__O que fazer__.
No trecho abaixo sobre o novo CPC, reescreva de forma mais breve o parágrafo que começa com "Entretanto, pondero que", mantendo seus fatos principais.

__Trecho de origem__.
================================
Entretanto, pondero que esse mesmo dever trazido no novel artigo 489 do CPC e a preocupação de se buscar uma jurisprudência estável, íntegra e coerente, plasmada no artigo 926 deve ser alicerçada no artigo 10, todos do novo CPC e que no nosso sentir também impõe aos advogados o dever de argumentação coerente com as peculiaridades do caso concreto e não a continuidade da cultura de se jogar em suas peças várias ementas de julgado sem qualquer correlação fática e jurídica e querer forçar que os Juízes analisem algo que passa longe do que se trata no feito em específico.
Sem mais delongas vamos a esse grande texto que com certeza se bem observado pelos julgadores trará mais qualidade para as decisões judiciais e por conseguinte na prática poderá diminuir a saga recursal que se vê agora como regra geral e principalmente acabar com a ideia de que STJ e STF são instâncias de terceiro e quarto grau de jurisdição.
Alexandre Freitas Câmara
O novo CPC exigirá uma nova forma de se desenvolver a atividade de julgamento em órgãos colegiados. Não só neles, é verdade, já que também os órgãos unipessoais terão de se adaptar. Nos colegiados, porém, a mudança deverá ser ainda maior, com repercussões até mesmo sobre a forma de proferir votos.
================================
__Entradas extraídas de uma coleção__.

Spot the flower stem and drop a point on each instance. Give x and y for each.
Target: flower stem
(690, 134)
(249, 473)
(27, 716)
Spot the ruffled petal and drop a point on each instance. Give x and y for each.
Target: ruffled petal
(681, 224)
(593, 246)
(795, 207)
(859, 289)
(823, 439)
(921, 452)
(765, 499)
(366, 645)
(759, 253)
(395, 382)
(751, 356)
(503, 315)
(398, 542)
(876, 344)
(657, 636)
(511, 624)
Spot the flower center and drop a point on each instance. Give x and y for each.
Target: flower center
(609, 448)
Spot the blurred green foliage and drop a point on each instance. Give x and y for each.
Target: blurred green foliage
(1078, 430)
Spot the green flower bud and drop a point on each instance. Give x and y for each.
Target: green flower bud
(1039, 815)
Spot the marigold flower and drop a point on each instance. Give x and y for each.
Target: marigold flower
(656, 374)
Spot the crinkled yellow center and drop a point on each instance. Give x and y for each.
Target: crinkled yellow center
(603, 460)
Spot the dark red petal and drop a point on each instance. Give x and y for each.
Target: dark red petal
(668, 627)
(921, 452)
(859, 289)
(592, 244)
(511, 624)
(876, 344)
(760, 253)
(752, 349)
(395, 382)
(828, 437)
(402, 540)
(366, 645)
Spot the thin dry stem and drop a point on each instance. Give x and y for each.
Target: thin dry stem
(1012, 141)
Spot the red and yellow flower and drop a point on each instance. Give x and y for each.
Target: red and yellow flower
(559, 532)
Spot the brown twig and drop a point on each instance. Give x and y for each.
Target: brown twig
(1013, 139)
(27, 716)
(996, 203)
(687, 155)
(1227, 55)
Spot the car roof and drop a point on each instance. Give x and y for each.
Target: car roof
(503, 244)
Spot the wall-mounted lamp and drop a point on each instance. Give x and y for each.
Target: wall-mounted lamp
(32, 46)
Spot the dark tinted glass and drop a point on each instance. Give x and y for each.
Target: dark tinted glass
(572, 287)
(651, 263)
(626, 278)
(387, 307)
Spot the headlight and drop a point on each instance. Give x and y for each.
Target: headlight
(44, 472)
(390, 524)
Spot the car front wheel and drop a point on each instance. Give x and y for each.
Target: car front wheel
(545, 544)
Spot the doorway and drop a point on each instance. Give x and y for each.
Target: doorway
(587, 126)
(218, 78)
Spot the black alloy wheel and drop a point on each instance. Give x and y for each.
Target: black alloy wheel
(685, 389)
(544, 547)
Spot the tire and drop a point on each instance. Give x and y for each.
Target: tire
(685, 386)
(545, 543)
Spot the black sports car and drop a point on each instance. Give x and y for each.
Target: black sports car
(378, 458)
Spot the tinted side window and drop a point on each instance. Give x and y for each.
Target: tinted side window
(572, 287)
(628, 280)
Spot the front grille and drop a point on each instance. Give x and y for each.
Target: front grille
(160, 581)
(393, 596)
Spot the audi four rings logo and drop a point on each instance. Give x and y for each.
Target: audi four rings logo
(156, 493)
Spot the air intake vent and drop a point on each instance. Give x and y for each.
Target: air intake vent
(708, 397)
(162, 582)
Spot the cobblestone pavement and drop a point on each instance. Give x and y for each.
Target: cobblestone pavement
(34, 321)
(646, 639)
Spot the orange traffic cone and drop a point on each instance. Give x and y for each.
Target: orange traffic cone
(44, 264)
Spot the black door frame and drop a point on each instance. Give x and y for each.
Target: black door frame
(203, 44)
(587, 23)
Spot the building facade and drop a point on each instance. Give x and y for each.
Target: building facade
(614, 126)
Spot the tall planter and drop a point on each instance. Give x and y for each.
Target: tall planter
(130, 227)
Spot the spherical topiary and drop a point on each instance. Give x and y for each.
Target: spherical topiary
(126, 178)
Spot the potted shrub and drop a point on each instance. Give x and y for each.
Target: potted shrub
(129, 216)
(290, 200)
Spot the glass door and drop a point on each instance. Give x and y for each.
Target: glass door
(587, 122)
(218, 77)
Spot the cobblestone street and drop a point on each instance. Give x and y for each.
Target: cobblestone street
================================
__Solução__.
O dever trazido pelo artigo 489 do novo CPC e a busca de uma jurisprudência estável, íntegra e coerente, prevista no artigo 926, devem apoiar-se no artigo 10 do mesmo código. Segundo o texto, isso também impõe aos advogados o dever de argumentar de modo coerente com as peculiaridades do caso concreto. Devem abandonar o costume de lançar nas peças várias ementas sem relação fática ou jurídica com o processo e de forçar os juízes a analisar o que foge ao objeto do feito.